### DESCRIPTION OF THE TASK
When you reach the line that contains "# each pair looks like [[392, 132]]" in the data below, start reproducing lines exactly, and stop after the line that contains "# each pair looks like [[303, 97]]".

### GIVEN DATA
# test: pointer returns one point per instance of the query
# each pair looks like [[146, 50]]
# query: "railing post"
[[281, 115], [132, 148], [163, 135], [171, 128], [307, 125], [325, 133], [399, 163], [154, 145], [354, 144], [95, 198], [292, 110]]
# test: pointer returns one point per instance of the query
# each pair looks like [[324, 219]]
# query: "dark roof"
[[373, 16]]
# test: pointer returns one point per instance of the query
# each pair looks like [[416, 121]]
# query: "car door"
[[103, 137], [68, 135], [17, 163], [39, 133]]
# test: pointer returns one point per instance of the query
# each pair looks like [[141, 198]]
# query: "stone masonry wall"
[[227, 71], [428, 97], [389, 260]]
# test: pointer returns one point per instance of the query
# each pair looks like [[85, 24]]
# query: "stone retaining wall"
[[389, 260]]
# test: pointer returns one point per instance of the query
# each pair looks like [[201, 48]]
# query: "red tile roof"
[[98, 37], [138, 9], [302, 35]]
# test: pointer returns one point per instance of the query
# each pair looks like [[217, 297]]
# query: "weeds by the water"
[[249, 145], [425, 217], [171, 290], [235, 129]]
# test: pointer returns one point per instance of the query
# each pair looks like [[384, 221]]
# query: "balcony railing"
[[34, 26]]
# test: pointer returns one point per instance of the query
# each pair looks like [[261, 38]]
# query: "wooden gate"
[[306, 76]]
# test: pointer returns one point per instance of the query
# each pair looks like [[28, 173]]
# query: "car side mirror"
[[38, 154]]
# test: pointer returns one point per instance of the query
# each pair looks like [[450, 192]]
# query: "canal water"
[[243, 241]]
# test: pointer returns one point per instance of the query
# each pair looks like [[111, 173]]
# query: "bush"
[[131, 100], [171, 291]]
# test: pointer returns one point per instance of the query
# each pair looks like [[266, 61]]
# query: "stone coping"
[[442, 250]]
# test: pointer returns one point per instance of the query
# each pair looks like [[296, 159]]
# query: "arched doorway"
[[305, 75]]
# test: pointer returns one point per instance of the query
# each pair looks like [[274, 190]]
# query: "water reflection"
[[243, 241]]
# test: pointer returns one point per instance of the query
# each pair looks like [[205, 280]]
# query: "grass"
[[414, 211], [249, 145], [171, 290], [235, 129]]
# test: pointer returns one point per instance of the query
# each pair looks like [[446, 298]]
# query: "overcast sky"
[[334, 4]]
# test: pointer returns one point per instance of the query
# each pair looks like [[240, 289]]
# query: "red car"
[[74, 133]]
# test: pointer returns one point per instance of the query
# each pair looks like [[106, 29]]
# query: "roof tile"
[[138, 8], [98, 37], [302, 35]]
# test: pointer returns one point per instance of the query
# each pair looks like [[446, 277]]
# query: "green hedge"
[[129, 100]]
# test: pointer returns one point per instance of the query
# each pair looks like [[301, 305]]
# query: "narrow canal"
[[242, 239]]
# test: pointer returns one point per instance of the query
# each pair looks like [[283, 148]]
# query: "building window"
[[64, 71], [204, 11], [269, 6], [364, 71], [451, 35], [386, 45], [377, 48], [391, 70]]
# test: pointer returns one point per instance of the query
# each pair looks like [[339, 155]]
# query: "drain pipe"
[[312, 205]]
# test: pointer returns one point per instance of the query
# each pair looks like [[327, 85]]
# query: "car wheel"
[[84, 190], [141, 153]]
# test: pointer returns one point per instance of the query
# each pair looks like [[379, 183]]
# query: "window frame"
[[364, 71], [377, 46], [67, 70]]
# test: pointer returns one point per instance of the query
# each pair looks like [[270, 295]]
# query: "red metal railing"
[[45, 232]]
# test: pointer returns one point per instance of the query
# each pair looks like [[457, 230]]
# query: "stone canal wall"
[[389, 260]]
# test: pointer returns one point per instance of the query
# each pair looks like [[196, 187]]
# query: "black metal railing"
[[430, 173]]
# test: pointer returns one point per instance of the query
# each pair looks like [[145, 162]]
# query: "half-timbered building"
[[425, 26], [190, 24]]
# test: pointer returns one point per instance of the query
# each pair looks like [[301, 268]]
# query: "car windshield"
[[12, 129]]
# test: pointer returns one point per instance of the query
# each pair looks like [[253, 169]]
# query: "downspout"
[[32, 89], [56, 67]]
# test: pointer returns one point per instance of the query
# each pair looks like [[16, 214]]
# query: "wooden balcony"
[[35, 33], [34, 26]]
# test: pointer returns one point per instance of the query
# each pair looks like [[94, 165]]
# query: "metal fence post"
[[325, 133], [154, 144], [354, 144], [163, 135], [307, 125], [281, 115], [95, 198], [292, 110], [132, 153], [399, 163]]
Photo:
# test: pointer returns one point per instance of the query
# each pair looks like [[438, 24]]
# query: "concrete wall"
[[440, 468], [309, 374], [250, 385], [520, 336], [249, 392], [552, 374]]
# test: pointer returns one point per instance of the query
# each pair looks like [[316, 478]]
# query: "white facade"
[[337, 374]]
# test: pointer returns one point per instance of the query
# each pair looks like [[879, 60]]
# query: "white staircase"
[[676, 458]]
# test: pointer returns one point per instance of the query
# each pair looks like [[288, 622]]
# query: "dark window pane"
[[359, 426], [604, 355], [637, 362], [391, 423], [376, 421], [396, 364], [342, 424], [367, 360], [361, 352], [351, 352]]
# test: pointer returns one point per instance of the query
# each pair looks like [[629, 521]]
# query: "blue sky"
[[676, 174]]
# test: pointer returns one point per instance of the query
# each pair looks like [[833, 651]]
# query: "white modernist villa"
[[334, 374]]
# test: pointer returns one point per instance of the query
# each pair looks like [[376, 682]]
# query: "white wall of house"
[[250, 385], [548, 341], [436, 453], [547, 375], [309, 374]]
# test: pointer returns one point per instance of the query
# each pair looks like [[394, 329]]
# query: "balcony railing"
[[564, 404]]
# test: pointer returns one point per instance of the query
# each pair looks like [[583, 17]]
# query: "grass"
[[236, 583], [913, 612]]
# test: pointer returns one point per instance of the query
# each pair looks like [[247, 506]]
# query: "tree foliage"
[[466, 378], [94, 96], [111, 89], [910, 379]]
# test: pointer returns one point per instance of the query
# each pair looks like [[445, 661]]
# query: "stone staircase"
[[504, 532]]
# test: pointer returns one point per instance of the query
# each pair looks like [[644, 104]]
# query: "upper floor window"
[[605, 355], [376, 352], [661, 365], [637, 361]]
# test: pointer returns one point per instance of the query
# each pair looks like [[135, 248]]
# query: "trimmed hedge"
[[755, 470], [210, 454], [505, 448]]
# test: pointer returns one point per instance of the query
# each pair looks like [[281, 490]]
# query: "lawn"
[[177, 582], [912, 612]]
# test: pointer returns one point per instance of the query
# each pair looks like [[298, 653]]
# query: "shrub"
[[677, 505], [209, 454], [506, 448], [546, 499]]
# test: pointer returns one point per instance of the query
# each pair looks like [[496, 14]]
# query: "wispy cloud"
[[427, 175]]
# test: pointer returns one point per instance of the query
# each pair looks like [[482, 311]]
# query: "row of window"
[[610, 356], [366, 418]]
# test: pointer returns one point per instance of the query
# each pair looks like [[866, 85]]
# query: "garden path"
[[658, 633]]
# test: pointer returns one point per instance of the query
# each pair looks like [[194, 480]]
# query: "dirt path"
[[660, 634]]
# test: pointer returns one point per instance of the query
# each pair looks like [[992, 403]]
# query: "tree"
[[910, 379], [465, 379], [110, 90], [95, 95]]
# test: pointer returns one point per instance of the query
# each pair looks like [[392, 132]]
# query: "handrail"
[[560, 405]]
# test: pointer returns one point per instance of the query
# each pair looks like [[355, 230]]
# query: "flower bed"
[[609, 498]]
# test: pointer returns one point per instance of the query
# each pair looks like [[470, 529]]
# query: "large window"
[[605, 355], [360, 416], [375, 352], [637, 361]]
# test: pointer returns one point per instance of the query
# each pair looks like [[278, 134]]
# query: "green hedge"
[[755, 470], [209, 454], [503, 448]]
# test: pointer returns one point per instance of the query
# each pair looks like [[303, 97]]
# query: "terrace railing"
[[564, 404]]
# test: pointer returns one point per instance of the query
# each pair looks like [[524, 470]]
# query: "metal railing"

### WRITTEN ANSWER
# each pair looks like [[392, 132]]
# query: "handrail"
[[560, 405]]
# test: pointer returns one point per instance of the query
# each pair looks like [[355, 230]]
# query: "flower bed"
[[609, 498]]
# test: pointer returns one point per instance of the query
# each pair looks like [[470, 529]]
# query: "large window"
[[605, 355], [360, 416], [375, 352], [637, 361]]
# test: pointer returns one point per instance of the query
# each pair looks like [[278, 134]]
# query: "green hedge"
[[755, 470], [209, 454], [503, 448]]
# test: pointer returns one point per instance of the query
# each pair looks like [[303, 97]]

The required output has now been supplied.